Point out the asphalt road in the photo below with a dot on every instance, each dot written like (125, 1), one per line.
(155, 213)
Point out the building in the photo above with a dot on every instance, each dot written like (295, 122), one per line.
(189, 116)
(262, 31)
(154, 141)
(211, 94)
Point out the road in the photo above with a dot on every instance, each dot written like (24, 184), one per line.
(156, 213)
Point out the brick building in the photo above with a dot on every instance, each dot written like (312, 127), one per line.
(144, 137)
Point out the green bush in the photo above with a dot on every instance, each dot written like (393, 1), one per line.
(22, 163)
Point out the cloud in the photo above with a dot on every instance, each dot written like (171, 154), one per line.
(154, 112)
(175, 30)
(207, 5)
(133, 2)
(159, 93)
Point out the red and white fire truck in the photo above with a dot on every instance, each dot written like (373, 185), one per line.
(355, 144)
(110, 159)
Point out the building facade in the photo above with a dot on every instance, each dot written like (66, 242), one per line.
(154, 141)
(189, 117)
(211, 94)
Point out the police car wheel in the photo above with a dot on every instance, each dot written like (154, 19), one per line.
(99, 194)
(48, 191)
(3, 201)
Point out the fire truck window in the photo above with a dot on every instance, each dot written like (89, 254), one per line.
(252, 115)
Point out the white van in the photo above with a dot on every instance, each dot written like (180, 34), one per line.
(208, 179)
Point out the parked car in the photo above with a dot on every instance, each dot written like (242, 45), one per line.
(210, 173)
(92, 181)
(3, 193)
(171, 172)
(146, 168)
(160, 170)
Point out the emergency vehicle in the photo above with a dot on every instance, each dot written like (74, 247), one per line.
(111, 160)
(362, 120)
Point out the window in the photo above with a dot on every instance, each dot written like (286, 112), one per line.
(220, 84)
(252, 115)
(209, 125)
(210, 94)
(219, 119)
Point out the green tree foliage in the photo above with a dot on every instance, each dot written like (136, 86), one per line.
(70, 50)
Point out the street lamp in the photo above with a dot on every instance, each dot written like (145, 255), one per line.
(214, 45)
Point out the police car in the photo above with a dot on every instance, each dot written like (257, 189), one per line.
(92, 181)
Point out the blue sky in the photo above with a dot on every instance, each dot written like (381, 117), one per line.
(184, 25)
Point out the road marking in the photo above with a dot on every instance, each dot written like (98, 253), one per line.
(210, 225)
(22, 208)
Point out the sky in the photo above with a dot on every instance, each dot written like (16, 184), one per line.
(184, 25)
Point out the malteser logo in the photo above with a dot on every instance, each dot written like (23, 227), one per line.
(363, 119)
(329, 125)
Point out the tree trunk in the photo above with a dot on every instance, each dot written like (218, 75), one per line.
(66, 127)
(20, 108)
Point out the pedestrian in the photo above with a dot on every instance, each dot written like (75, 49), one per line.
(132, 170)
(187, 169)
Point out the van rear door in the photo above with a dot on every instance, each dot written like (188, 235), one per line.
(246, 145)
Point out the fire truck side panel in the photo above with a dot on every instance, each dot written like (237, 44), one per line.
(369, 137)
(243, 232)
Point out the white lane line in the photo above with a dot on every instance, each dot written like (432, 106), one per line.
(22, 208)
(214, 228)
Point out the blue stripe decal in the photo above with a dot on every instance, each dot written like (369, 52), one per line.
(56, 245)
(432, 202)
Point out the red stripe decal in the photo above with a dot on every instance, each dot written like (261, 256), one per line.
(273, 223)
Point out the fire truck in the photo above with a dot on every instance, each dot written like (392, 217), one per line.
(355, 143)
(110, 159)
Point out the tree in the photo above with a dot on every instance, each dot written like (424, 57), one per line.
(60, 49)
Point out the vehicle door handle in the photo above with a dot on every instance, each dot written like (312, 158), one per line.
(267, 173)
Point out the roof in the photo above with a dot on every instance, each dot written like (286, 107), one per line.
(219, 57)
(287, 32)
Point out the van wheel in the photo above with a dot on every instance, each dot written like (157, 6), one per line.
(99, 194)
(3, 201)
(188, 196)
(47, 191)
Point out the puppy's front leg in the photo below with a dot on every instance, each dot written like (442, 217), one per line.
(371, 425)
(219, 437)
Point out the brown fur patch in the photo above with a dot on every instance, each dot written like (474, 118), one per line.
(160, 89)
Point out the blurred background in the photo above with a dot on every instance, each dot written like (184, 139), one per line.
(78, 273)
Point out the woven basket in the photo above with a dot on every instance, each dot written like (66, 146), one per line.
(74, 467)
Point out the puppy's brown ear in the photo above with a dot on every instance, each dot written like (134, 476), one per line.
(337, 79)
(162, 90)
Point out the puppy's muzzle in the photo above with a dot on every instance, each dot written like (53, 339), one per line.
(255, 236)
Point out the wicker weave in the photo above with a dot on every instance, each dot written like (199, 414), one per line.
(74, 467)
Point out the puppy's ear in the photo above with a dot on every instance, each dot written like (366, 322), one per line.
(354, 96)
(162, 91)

__________________________________________________

▶ _YOUR OBJECTIVE_:
Can you put every line of the data above into a JSON list of strings, one string per line, with blank lines left out?

▶ _COMPLETED EXERCISE_:
[
  "Point out the asphalt road in the photo below with a dot on every instance, each dot written like (125, 1), one per line.",
  "(155, 213)",
  "Point out the building in the photo above with a dot on every instance, each dot written like (295, 122), one per line.",
  "(189, 116)",
  "(262, 31)",
  "(154, 141)",
  "(211, 94)",
  "Point out the road in the photo above with a dot on every instance, each dot written like (24, 184), one per line.",
  "(156, 213)",
  "Point out the brick building in the photo above with a dot on every instance, each dot written like (312, 127), one per line.",
  "(144, 137)",
  "Point out the green bush in the photo above with a dot on every instance, each dot written like (393, 1), one per line.",
  "(22, 163)",
  "Point out the cloud in the photo above with a dot on every instance, each dot written like (171, 154), one per line.",
  "(154, 112)",
  "(175, 30)",
  "(207, 5)",
  "(133, 2)",
  "(159, 93)",
  "Point out the red and white fire truck in the photo above with a dot on every instance, each dot written like (373, 185), one per line.",
  "(355, 144)",
  "(110, 159)",
  "Point out the building facade in the photo above with a dot on every instance, each dot written like (66, 242), one per line.",
  "(154, 141)",
  "(189, 117)",
  "(211, 94)",
  "Point out the police car wheel in the photo above with a dot on every instance, each dot written like (154, 19), one per line.",
  "(99, 194)",
  "(48, 191)",
  "(3, 201)",
  "Point out the fire truck window in the photo above with a dot on every instance, each dot written like (89, 254), one per line.",
  "(252, 115)",
  "Point out the white van in the photo above with a dot on every instance, each dot written like (180, 34), one per line.",
  "(208, 179)",
  "Point out the parked car in the photo above with a dot on every instance, each dot written like (242, 45), one per line.",
  "(210, 173)",
  "(92, 181)",
  "(3, 193)",
  "(171, 172)",
  "(146, 168)",
  "(160, 170)",
  "Point out the emergency vehicle in the photo above with a dot on every instance, each dot written like (74, 247), one per line.",
  "(111, 160)",
  "(362, 120)",
  "Point out the window in the photo above with a dot on every instance, each dot written like (286, 112), one per line.",
  "(220, 84)",
  "(252, 115)",
  "(209, 125)",
  "(210, 94)",
  "(219, 119)",
  "Point out the green tree foliage in the photo above with a dot on every instance, each dot written like (136, 86), one per line.",
  "(70, 50)",
  "Point out the street lamp in the photo above with a dot on every instance, each dot written like (145, 255), one per line.",
  "(214, 45)",
  "Point out the police car in the photo above with a dot on every instance, each dot written like (257, 189), one per line.",
  "(92, 181)",
  "Point out the blue sky in the photo above with a dot on every instance, each dot written like (381, 117), one per line.",
  "(184, 25)",
  "Point out the road marking in the photo above with a dot on every instance, each dot written like (98, 253), one per line.",
  "(210, 225)",
  "(22, 208)",
  "Point out the sky in the photo above with a dot on every instance, each dot written like (16, 184), one per line.",
  "(184, 25)",
  "Point out the malteser logo in the photo above with a dot on every instance, each dot written like (23, 227), one per line.",
  "(363, 119)",
  "(329, 125)",
  "Point out the tree trunk in the photo above with a dot on every instance, each dot written like (218, 75), one per line.",
  "(66, 127)",
  "(20, 108)",
  "Point out the pedestrian in the photo above with a dot on every instance, each dot written like (75, 49), one per line.",
  "(132, 170)",
  "(187, 169)",
  "Point out the van rear door in the photo above with a dot on every instance, each dot written like (188, 235), one per line.",
  "(246, 145)",
  "Point out the fire truck side panel in the photo above with a dot on every instance, each dot written like (237, 44), one per line.",
  "(369, 137)",
  "(243, 232)",
  "Point out the white lane line in the photo above with a dot on every instance, each dot written like (432, 106), one per line.",
  "(22, 208)",
  "(214, 228)",
  "Point out the blue stripe decal in the photo above with a dot on every instance, each dot written like (369, 52), one per line.",
  "(56, 245)",
  "(432, 202)",
  "Point out the red stripe decal in the photo above with a dot on every instance, each dot written like (261, 256), one per line.",
  "(273, 223)",
  "Point out the fire truck in the photo above with a dot on every instance, each dot written like (392, 217), one per line.",
  "(355, 143)",
  "(110, 159)",
  "Point out the tree in the photo above with a dot on every instance, each dot written like (424, 57), one per line.",
  "(60, 49)",
  "Point out the vehicle door handle in the photo above with a dot on every instance, each dot written like (312, 158), one per line.",
  "(267, 173)",
  "Point out the roof in the photo above with a dot on every instance, each dot written like (286, 107), one per line.",
  "(219, 57)",
  "(287, 32)",
  "Point out the van wheel in the photo above with a dot on every instance, each dot written like (157, 6), one per line.",
  "(99, 194)",
  "(3, 201)",
  "(188, 196)",
  "(47, 191)",
  "Point out the puppy's front leg in the photo below with a dot on every instance, each dot written like (442, 217), one per line.",
  "(371, 425)",
  "(219, 437)",
  "Point out the brown fur patch in the photo above with a dot on every instance, each dot written like (474, 118), one per line.",
  "(160, 89)",
  "Point out the blurred background in the photo above with a dot on every instance, each dot written like (184, 139), one per line.",
  "(78, 273)",
  "Point out the woven basket in the photo above with a dot on every instance, each dot written like (66, 146), one per line.",
  "(74, 467)",
  "Point out the puppy's brown ear in the photo above with a dot on every instance, each dot written like (134, 476), one per line.",
  "(337, 79)",
  "(162, 90)",
  "Point out the puppy's muzzle in the photo above with a dot on every instance, each dot written like (53, 339), one per line.",
  "(255, 236)",
  "Point out the wicker weave in the photo above with a dot on every instance, each dot written like (199, 414), one per line.",
  "(74, 467)",
  "Point out the puppy's ear in the photo above with a dot on every instance, each dot written like (366, 322), one per line.",
  "(354, 96)",
  "(162, 91)"
]